===== Data supplied

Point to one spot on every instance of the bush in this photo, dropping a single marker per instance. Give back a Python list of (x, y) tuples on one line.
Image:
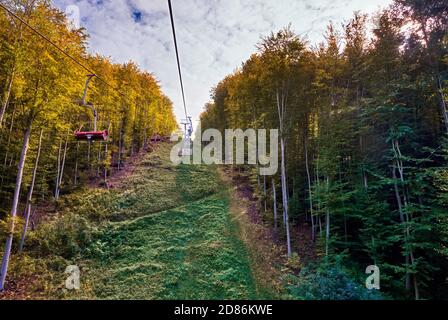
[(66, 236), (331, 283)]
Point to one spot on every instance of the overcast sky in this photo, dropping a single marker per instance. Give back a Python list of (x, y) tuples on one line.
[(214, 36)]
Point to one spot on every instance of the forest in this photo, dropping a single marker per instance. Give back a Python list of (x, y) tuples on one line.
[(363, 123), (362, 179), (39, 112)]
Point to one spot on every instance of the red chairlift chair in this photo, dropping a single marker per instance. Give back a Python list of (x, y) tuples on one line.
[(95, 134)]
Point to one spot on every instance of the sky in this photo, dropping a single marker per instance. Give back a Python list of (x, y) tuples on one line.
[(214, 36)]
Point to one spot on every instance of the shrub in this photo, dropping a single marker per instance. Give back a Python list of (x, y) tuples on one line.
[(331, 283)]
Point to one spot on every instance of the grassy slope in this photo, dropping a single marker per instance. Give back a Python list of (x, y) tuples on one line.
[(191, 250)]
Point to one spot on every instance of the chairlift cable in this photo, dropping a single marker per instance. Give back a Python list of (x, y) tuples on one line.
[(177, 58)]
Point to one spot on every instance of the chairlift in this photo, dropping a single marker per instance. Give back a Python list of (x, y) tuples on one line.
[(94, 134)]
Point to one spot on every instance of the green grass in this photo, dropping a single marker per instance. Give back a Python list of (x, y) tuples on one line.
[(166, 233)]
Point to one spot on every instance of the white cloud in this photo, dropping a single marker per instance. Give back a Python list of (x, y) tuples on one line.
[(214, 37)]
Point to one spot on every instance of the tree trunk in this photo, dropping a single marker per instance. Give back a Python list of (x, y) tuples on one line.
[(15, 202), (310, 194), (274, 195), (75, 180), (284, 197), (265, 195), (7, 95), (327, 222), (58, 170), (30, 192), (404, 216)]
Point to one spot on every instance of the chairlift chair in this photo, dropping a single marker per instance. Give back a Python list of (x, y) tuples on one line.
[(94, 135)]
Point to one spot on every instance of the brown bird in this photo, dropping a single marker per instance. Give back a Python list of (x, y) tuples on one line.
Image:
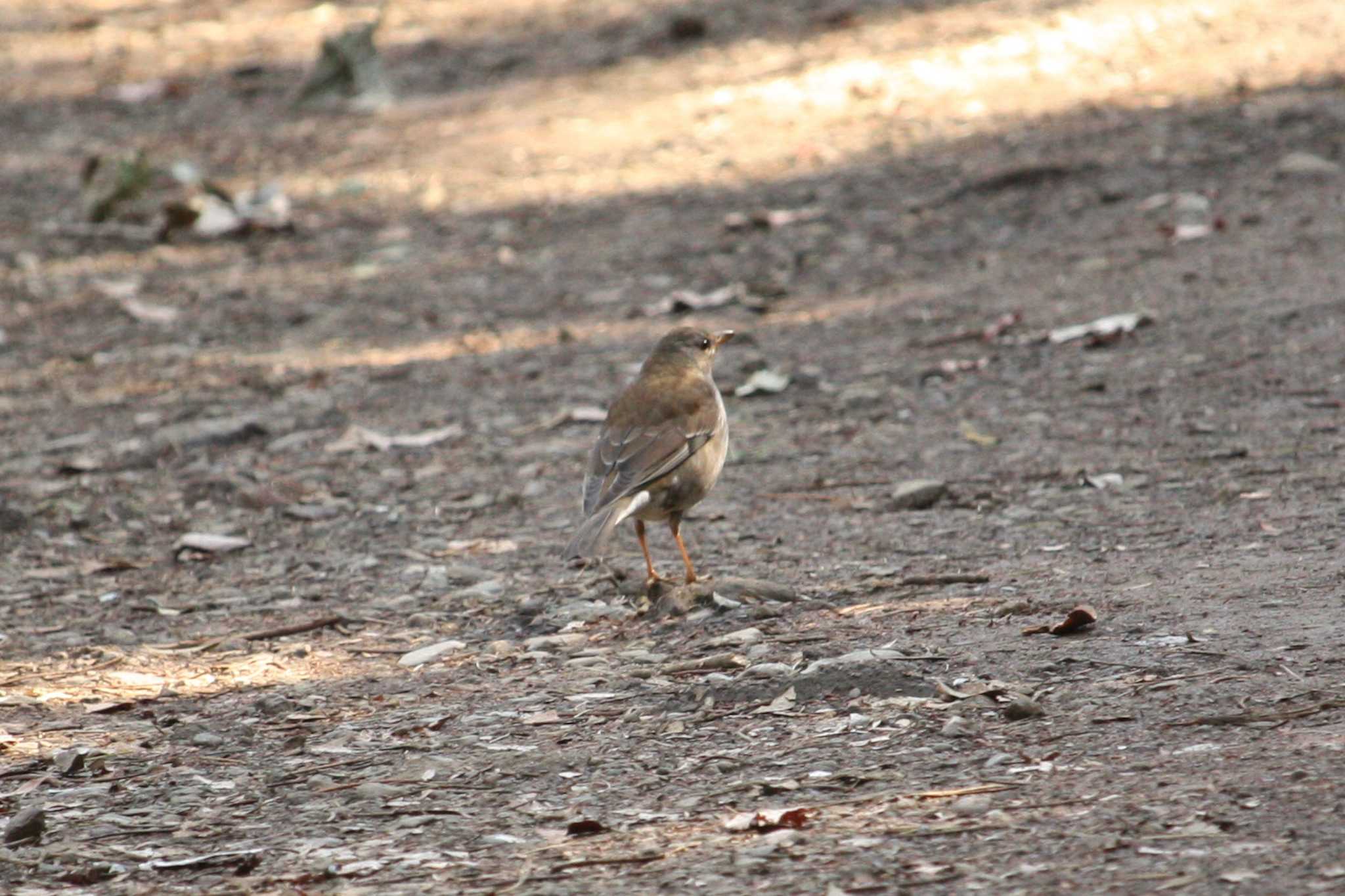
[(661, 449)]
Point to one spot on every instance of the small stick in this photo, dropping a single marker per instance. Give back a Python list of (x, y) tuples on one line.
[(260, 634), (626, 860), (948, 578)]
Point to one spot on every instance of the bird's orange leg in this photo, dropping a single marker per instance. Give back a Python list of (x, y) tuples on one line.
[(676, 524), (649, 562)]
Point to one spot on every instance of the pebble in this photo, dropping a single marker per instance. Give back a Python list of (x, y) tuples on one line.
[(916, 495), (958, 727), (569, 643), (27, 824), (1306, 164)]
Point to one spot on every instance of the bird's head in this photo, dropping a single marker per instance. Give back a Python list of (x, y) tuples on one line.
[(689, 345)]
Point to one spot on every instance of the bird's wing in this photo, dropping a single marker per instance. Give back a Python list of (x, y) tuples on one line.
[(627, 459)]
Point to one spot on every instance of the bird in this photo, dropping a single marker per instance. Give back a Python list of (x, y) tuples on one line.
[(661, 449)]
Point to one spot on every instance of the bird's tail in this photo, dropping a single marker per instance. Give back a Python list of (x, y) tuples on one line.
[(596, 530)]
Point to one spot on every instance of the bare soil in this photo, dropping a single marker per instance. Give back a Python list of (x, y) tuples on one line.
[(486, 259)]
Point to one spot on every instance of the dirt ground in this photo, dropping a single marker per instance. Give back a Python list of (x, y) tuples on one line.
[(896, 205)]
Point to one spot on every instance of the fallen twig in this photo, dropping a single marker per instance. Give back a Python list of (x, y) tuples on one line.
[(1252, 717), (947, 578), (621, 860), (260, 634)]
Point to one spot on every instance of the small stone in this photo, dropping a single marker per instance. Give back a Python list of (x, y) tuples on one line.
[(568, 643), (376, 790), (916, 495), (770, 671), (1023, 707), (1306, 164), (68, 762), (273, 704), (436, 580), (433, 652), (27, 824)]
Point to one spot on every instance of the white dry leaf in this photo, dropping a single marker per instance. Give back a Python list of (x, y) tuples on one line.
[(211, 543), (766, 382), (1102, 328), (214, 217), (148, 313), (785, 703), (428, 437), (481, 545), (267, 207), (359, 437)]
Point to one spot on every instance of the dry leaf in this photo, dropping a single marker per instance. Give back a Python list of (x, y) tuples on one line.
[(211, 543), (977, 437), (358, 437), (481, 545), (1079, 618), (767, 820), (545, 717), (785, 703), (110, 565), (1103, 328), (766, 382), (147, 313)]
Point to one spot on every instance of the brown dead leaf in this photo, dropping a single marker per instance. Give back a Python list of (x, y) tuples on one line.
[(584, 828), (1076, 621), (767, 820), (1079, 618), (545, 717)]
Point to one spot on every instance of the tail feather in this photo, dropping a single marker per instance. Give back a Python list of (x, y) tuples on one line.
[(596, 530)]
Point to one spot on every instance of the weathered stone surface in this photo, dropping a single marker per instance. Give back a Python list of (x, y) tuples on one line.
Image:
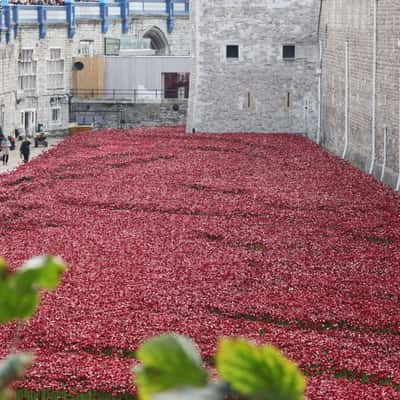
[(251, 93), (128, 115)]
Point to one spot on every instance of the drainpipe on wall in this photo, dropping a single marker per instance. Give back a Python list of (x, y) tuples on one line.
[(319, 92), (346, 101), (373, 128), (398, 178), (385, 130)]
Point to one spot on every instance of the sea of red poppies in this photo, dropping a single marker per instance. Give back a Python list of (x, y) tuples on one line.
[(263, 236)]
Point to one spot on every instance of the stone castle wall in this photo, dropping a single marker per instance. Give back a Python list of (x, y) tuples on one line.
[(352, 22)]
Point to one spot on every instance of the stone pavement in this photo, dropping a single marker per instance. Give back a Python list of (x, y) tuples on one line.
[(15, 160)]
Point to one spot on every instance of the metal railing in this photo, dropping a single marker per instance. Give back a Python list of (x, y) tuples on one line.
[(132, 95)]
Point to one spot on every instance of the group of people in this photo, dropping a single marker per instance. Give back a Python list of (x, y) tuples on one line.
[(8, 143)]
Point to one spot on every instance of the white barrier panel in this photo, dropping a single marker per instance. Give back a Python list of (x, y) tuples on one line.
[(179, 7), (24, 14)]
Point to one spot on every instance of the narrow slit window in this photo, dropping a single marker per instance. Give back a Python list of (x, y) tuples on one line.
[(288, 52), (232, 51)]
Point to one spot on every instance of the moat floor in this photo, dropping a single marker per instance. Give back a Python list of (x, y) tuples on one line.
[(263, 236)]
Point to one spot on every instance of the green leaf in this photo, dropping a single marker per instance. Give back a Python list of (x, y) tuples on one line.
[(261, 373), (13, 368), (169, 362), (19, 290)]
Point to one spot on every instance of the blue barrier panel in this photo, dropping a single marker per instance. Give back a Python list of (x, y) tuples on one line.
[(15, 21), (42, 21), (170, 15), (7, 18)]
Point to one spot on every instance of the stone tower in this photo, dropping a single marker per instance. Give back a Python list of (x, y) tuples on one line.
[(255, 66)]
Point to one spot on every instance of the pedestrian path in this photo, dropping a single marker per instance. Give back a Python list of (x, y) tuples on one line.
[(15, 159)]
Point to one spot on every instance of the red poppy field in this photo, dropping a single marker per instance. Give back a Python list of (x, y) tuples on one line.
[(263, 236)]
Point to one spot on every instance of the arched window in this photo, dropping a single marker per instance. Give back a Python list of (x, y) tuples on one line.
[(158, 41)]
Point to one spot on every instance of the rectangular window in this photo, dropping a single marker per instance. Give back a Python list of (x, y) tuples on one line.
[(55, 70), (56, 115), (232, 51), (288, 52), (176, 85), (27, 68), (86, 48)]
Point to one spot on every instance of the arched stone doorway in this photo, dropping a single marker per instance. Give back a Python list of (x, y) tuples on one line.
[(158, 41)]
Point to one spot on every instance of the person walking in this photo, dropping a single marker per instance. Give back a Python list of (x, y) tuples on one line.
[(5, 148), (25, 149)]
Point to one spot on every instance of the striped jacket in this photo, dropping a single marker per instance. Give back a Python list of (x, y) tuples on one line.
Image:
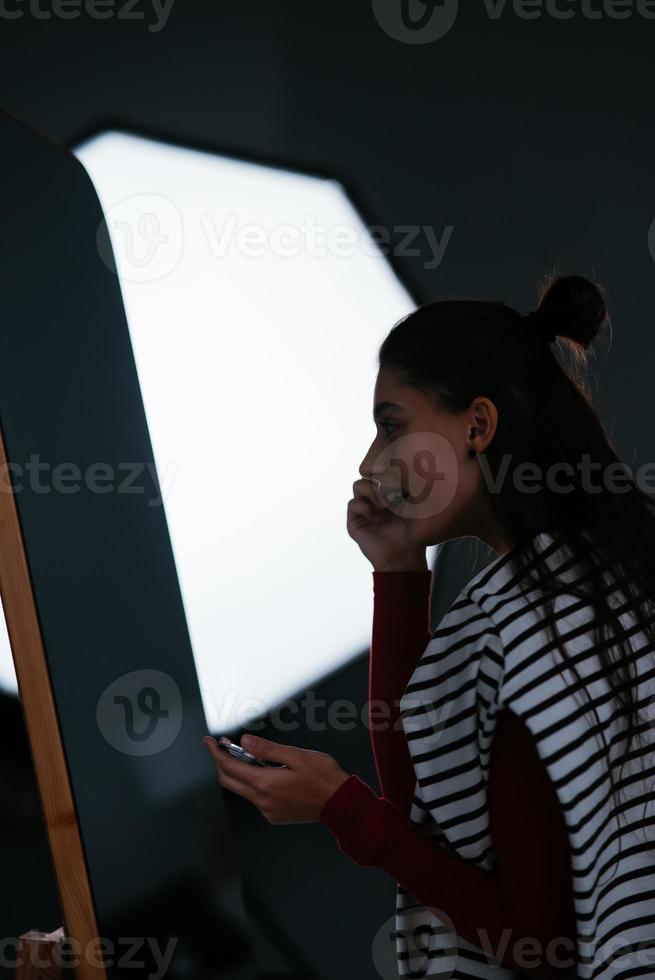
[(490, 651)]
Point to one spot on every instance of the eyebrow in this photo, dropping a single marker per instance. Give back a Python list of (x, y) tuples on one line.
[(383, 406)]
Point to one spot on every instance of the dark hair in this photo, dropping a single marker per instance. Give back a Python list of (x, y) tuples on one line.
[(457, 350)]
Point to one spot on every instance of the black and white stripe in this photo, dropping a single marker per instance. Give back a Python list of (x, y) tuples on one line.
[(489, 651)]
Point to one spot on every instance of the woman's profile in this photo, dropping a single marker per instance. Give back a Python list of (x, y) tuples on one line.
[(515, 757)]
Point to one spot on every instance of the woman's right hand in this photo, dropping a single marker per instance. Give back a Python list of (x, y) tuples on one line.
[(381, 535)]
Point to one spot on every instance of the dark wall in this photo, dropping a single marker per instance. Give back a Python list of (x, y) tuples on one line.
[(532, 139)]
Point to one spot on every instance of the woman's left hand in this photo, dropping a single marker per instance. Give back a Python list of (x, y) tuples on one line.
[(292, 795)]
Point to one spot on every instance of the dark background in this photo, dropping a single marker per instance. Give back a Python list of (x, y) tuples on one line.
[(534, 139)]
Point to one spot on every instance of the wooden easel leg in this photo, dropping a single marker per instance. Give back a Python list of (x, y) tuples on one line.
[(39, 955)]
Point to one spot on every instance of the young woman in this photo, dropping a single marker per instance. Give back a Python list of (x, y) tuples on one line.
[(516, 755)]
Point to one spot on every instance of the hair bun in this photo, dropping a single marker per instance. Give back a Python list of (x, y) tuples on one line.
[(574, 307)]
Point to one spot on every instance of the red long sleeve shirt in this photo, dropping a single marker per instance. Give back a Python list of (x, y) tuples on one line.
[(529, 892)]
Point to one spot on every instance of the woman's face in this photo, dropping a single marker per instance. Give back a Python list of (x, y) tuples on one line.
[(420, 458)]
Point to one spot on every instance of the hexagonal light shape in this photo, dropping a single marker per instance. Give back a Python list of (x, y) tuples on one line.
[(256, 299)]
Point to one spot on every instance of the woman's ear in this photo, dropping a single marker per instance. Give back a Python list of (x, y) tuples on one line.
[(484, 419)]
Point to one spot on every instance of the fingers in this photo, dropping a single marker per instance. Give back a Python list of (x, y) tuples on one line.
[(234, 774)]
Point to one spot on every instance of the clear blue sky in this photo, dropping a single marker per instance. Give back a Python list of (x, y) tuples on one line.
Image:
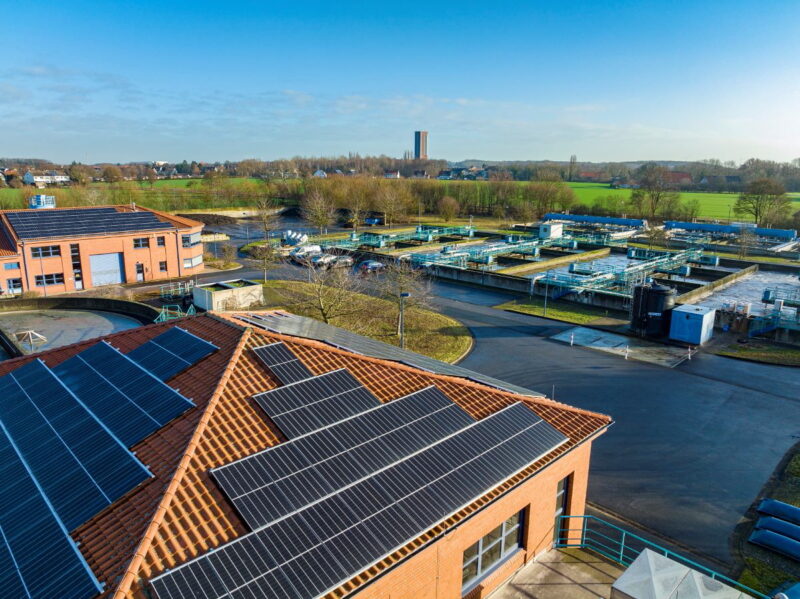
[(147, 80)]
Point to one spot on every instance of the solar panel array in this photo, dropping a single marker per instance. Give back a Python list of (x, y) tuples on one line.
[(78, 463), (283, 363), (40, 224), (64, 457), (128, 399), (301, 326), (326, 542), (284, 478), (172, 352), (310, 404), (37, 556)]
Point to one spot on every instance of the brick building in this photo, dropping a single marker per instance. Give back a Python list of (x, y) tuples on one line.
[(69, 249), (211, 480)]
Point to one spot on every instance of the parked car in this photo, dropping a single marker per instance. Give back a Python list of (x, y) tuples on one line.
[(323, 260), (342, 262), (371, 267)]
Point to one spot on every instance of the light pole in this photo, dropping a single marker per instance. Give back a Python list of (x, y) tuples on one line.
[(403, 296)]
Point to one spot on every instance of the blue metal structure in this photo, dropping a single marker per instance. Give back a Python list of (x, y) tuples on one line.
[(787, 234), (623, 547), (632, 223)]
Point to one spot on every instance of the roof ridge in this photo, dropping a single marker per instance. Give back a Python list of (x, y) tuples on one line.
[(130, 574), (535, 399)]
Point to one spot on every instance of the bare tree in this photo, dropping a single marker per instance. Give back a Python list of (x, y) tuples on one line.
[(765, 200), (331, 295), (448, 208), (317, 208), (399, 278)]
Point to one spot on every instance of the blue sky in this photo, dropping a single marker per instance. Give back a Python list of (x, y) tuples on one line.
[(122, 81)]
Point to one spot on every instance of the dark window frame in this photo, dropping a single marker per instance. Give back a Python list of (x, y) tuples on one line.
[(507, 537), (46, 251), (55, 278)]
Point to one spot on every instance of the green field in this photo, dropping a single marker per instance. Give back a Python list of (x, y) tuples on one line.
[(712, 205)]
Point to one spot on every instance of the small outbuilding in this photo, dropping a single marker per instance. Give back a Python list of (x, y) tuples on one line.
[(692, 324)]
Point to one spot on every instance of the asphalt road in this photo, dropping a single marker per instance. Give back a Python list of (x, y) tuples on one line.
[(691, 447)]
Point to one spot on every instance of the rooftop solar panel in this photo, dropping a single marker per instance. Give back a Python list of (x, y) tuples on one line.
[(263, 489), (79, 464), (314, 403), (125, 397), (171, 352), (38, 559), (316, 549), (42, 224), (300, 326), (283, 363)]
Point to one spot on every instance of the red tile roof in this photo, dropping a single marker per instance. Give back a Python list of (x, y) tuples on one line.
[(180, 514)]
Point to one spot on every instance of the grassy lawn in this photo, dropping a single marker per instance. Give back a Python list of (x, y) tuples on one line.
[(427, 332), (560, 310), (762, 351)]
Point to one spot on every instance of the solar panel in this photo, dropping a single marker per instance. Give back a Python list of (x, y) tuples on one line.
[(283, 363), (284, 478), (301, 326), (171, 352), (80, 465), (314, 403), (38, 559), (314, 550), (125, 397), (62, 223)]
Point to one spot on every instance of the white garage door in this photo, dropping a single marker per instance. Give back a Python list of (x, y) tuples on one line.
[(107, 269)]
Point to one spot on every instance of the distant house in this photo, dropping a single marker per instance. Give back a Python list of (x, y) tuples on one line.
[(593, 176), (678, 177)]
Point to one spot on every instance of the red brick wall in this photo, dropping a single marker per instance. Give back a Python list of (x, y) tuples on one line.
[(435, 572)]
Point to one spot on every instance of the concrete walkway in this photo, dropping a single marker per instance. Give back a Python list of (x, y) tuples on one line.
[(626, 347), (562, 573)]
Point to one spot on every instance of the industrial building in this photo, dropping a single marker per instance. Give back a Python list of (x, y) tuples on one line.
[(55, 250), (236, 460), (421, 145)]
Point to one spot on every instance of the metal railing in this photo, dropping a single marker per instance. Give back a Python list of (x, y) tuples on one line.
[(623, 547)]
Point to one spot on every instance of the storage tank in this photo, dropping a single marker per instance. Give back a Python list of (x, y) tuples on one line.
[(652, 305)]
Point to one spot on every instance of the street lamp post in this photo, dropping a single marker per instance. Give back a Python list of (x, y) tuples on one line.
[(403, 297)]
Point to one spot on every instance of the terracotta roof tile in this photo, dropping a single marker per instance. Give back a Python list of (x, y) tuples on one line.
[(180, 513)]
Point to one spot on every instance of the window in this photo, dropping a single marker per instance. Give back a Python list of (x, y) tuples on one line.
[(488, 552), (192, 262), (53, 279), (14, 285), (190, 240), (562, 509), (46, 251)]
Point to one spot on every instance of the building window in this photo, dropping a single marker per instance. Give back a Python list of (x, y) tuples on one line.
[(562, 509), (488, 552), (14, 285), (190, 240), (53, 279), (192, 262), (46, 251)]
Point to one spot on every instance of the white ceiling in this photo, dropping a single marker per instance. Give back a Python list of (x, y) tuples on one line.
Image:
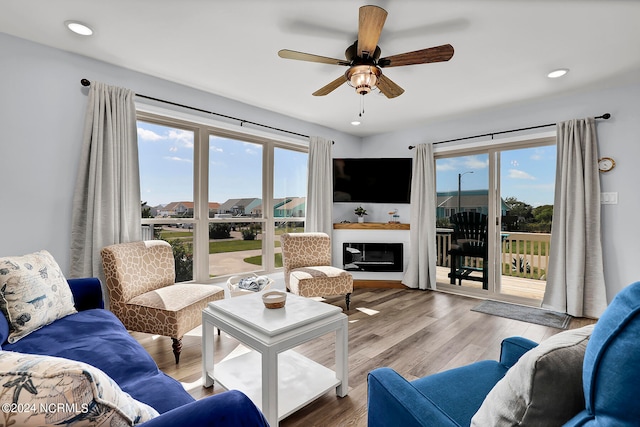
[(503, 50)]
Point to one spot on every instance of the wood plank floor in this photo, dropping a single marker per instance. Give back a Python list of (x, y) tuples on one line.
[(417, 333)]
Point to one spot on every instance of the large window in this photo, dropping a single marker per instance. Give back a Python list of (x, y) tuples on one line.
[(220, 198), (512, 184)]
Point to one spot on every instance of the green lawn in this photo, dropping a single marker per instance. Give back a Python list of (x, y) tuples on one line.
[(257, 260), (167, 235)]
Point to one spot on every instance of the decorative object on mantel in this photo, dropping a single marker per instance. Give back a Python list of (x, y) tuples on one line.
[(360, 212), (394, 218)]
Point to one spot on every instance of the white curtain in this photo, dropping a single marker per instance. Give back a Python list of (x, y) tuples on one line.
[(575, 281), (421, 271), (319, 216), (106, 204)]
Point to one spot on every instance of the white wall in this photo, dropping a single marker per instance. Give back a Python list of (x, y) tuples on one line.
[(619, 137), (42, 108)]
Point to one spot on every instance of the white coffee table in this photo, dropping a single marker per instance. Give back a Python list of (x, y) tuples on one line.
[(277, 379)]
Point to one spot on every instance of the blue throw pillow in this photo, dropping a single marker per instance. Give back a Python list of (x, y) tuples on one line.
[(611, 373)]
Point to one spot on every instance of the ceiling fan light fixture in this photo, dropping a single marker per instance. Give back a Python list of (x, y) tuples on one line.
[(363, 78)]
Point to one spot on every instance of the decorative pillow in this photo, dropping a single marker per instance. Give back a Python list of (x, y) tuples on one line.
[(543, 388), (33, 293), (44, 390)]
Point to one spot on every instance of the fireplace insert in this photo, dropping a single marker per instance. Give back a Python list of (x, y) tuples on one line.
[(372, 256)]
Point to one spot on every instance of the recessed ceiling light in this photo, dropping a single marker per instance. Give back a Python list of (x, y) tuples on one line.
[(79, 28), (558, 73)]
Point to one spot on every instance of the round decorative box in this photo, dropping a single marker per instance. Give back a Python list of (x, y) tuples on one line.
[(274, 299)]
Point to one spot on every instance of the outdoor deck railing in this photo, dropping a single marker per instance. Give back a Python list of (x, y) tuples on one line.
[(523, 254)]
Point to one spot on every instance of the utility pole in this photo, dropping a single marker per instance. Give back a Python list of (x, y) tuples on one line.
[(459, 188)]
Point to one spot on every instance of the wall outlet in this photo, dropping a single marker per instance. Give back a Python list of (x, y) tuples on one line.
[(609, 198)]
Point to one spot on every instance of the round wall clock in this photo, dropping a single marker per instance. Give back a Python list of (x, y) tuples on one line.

==========

What is expected
Take the lines beginning at the one that has "Point to one spot on every instance of the industrial" and ending after the one that has "[(55, 250), (236, 460), (421, 145)]", and write them out again with "industrial building" swapped for "factory" and nothing else changed.

Correct result
Point to one spot on every instance of the factory in this photo, dropping a single marker per instance. Give back a Python list of (x, y) tuples on one line.
[(55, 250), (236, 460), (421, 145)]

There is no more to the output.